ASSIGNMENT: All that is wanted is the exact text of the lines below from the one with "instance of the sky" through the one with "of the bush", inclusive, minus any pictures.

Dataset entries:
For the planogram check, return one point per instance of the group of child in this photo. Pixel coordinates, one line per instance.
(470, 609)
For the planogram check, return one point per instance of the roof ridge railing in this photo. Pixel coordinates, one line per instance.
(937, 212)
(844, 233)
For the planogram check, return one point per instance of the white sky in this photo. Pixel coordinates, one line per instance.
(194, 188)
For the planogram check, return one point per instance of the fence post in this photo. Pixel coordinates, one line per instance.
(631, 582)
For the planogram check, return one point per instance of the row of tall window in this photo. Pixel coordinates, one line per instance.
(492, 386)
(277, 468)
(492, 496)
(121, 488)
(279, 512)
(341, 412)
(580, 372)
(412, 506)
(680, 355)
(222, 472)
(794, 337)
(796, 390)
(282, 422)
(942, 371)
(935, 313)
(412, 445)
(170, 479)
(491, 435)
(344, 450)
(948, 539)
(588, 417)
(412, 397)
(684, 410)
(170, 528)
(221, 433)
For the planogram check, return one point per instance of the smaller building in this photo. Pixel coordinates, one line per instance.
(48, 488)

==

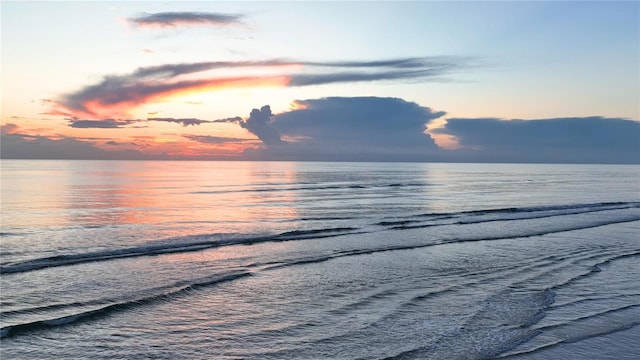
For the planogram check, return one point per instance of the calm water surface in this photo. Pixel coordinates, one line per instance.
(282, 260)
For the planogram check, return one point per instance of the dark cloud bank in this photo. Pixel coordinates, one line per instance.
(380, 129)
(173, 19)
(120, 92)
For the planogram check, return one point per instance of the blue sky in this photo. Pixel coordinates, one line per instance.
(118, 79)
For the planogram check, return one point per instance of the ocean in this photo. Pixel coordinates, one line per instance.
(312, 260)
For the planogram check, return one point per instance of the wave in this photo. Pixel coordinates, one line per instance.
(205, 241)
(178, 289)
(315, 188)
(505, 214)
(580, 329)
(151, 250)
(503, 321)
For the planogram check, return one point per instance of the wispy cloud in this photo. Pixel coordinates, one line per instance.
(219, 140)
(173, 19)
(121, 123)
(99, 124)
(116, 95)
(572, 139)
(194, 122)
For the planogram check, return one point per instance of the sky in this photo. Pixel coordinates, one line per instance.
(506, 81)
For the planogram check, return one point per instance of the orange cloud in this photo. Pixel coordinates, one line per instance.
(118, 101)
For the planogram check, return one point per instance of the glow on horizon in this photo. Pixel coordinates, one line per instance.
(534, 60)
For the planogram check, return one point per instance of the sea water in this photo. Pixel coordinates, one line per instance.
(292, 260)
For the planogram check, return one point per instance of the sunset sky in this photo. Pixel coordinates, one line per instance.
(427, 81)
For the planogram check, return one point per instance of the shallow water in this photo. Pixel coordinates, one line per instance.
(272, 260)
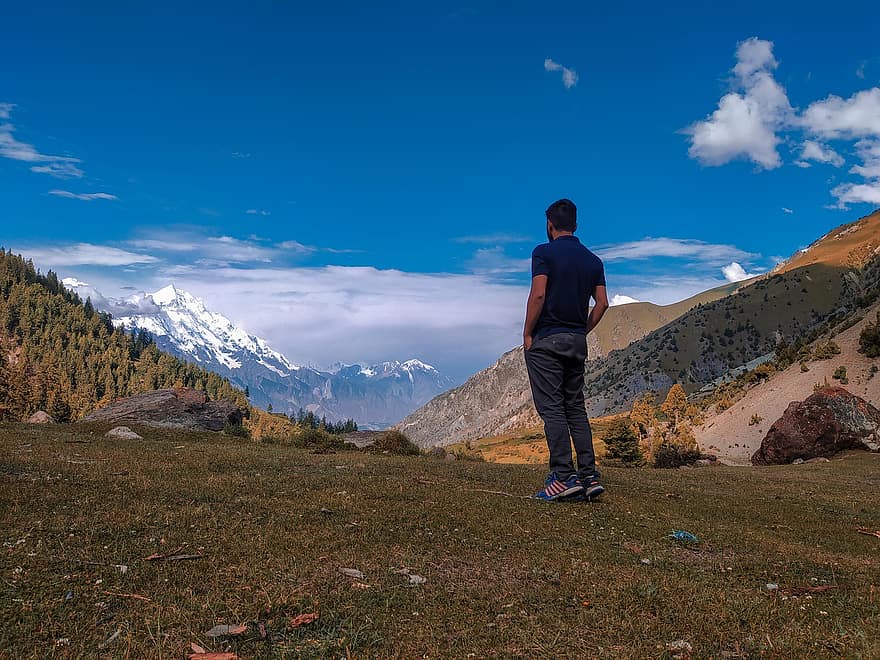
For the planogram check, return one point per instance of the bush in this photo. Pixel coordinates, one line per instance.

* * *

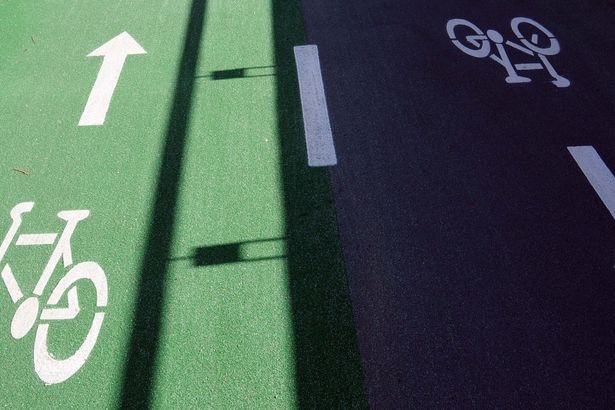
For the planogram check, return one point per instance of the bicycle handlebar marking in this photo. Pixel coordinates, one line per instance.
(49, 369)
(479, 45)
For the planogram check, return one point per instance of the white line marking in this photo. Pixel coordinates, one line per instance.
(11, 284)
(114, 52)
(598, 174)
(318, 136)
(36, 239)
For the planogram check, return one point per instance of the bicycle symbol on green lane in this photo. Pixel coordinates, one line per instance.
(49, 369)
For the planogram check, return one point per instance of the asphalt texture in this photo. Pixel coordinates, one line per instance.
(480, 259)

TASK ANSWER:
For the planogram check, return one point per instance of the sky in this photo. Pixel coordinates, one line per instance.
(506, 81)
For the planogram check, return one point per instance of the orange cloud in this photo. Pixel coordinates, one line per instance.
(118, 101)
For the planogram check, return one point per instance of the glow on horizon in this photo. Pixel coordinates, one line per instance.
(534, 60)
For the planogram check, return one point per instance of the sea water in this photo. Pixel coordinates, one line per instance.
(292, 260)
For the planogram check, return one point per instance of the sunset sky in this photo. Pixel coordinates, one line per instance.
(427, 81)
For the planogram check, return one point per instance of the shallow water in this photo. Pixel coordinates, one line per instance.
(272, 260)
For the planogram check, return one point per instance of the bush in this photo. Pixel coordinates, one line per instance.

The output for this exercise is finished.